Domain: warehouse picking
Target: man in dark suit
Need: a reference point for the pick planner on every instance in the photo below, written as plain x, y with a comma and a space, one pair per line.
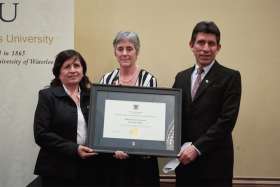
211, 99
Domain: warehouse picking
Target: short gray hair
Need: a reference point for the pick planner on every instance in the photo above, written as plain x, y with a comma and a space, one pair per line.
130, 36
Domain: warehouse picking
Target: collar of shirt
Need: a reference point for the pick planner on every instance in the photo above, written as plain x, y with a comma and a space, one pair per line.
205, 68
195, 72
68, 93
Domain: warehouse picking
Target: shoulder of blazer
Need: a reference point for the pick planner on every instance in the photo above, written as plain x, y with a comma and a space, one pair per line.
53, 91
185, 73
218, 68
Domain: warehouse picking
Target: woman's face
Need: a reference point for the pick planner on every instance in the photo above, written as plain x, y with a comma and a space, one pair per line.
71, 72
126, 54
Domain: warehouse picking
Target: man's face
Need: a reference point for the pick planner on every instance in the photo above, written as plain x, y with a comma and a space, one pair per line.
205, 48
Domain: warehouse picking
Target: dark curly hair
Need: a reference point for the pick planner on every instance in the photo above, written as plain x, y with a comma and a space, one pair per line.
208, 27
59, 61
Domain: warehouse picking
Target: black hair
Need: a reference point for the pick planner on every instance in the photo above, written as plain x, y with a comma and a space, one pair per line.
208, 27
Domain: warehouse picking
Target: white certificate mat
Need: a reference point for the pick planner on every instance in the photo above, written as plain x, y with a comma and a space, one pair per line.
134, 120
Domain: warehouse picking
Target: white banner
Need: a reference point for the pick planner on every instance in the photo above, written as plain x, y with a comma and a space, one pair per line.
32, 32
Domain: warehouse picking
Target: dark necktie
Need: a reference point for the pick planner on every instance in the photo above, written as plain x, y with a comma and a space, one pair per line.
197, 82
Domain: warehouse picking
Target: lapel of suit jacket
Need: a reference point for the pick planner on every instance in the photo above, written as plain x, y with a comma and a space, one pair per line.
207, 81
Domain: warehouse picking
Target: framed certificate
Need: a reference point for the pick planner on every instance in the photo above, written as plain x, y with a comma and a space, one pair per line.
136, 120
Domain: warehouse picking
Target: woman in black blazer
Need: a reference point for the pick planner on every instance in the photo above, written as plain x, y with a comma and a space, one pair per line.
60, 127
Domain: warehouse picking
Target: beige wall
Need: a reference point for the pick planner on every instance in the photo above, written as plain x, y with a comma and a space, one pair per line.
250, 43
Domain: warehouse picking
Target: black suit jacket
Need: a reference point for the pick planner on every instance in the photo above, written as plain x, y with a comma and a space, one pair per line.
208, 121
55, 131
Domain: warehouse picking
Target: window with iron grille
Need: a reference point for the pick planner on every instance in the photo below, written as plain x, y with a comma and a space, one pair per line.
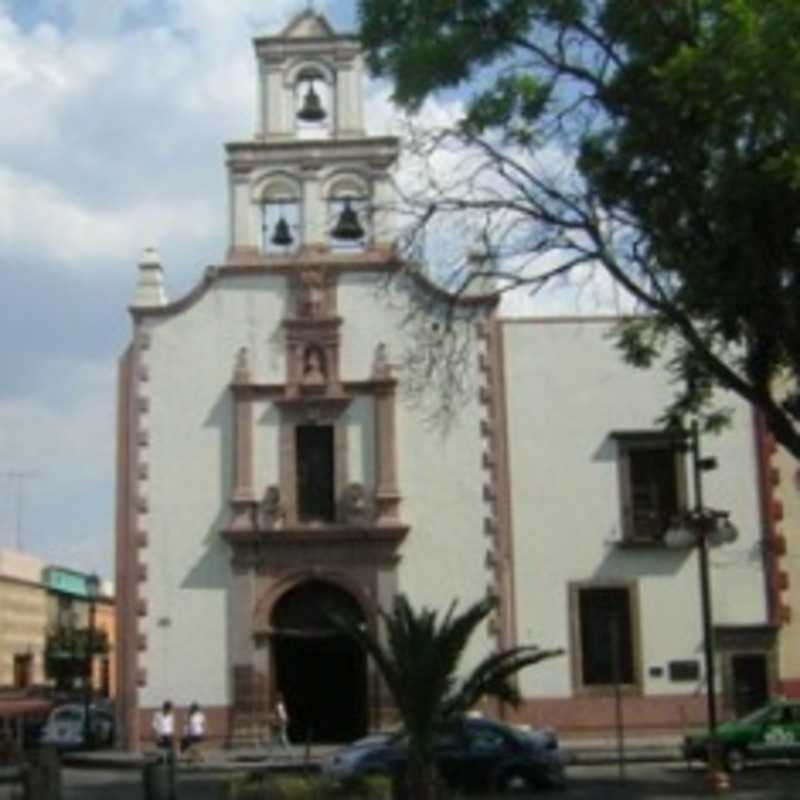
652, 484
604, 636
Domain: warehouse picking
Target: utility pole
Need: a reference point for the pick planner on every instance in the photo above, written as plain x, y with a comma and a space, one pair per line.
18, 477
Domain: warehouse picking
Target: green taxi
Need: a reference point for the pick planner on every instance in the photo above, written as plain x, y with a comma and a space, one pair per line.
770, 732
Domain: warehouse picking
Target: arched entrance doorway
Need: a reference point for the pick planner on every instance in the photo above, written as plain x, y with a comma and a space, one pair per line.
321, 673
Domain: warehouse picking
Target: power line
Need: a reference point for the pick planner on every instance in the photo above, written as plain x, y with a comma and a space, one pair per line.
18, 477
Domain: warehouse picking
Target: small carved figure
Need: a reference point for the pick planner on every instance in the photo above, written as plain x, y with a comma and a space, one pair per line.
271, 512
380, 362
312, 295
354, 508
313, 368
241, 370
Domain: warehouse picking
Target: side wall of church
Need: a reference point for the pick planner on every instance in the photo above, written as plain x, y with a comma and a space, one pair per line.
568, 390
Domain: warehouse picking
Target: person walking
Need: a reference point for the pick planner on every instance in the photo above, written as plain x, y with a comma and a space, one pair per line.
281, 721
164, 727
194, 732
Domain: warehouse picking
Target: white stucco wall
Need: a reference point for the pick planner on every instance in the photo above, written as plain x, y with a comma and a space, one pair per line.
568, 389
439, 472
190, 361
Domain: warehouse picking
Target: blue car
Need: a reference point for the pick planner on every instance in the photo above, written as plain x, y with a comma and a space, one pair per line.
473, 754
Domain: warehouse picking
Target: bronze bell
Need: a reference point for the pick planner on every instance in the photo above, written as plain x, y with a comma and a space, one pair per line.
282, 236
312, 110
348, 227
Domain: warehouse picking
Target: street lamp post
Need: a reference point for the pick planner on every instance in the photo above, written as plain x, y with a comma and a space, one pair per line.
92, 591
702, 528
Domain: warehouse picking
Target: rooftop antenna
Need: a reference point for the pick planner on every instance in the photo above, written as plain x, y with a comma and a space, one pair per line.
18, 477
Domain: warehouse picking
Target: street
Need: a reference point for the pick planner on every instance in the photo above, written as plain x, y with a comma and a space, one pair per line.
654, 781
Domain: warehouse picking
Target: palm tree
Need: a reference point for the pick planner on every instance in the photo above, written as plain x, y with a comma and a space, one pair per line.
419, 663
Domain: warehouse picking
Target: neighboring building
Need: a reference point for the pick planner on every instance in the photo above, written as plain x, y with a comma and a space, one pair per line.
23, 621
781, 499
275, 460
77, 624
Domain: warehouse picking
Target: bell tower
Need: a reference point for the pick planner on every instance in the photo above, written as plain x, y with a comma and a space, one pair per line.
310, 182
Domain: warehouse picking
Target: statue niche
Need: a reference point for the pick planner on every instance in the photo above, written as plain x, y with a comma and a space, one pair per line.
354, 507
314, 372
271, 513
311, 296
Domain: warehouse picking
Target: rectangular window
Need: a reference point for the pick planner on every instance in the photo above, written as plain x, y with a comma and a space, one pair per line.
23, 670
315, 473
604, 636
652, 484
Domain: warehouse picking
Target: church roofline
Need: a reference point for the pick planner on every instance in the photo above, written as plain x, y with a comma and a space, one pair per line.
309, 146
307, 26
368, 261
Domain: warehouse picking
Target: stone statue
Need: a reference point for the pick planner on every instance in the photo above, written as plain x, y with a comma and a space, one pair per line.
354, 508
380, 362
313, 368
312, 294
271, 513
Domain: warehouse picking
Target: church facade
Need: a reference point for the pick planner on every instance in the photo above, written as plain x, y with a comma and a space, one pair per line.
279, 455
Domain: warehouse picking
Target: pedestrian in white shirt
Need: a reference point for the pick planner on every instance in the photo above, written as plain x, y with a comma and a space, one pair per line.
164, 726
195, 728
281, 721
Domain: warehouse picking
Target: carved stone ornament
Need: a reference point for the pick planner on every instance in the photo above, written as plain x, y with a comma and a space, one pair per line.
311, 299
271, 511
354, 508
380, 362
313, 366
241, 370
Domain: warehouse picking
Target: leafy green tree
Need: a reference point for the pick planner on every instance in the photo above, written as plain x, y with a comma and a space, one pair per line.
418, 660
655, 140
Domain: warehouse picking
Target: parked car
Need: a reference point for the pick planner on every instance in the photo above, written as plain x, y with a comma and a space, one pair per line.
770, 732
473, 754
65, 727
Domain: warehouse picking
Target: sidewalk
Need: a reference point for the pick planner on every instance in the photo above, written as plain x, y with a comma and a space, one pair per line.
663, 749
636, 749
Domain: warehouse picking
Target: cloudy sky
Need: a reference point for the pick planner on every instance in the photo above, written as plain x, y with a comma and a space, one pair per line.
114, 117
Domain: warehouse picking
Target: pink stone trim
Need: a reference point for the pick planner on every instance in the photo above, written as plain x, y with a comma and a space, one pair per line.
243, 494
774, 543
128, 539
497, 491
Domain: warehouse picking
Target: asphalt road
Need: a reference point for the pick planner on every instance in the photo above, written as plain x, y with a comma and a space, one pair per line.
653, 781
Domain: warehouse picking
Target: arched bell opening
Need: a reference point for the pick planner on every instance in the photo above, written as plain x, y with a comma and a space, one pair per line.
348, 222
320, 672
313, 103
280, 223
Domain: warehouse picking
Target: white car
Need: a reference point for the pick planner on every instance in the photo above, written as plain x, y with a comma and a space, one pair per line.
65, 727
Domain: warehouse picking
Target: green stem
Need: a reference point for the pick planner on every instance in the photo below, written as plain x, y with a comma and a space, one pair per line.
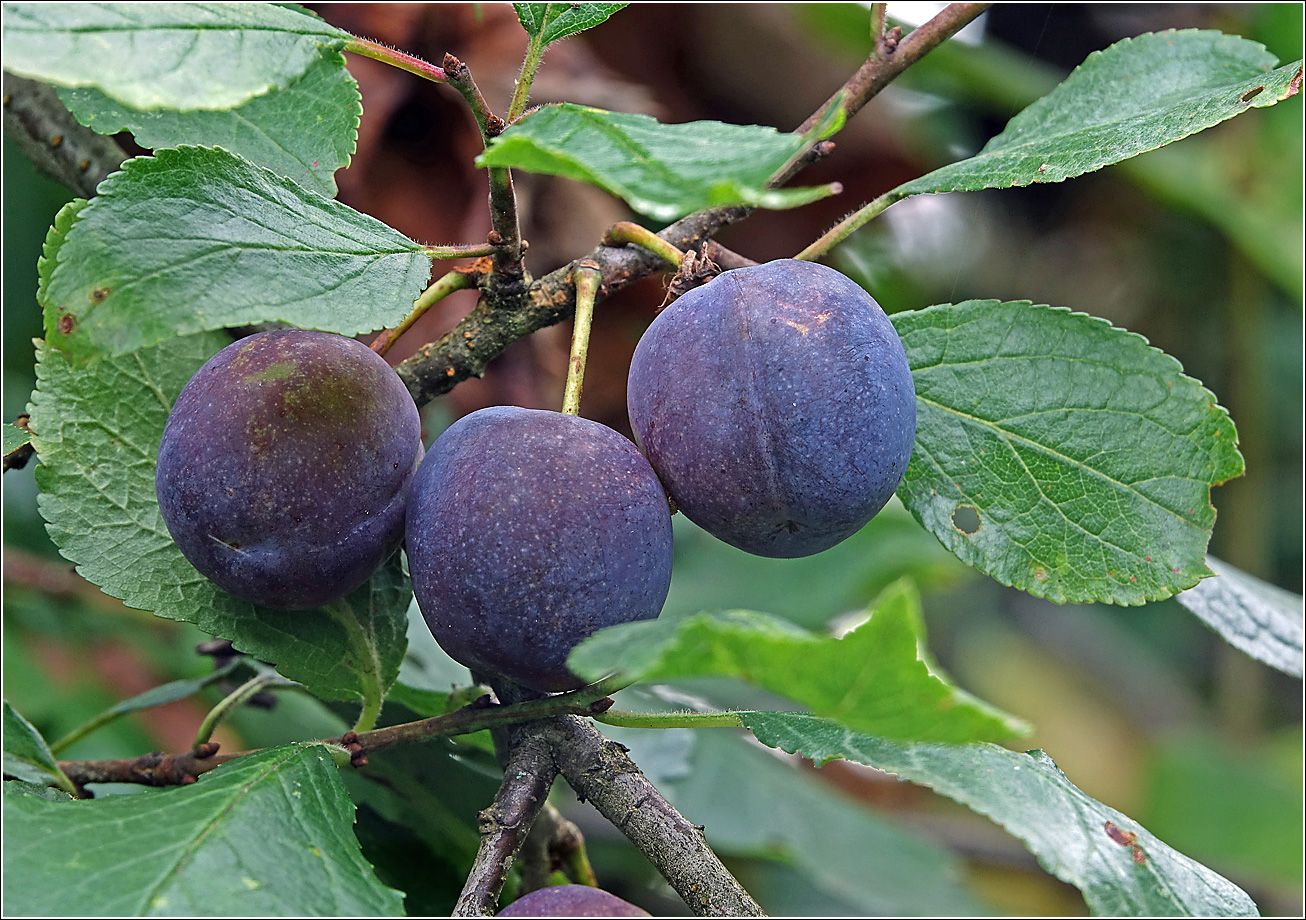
879, 12
529, 64
845, 228
378, 51
628, 233
460, 251
444, 286
227, 703
623, 719
588, 279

> _What the task requires_: Collect every line in the entries above that contains the word "window" and copy each one out.

> _Result for this task_:
Target: window with iron grille
Target: rectangular window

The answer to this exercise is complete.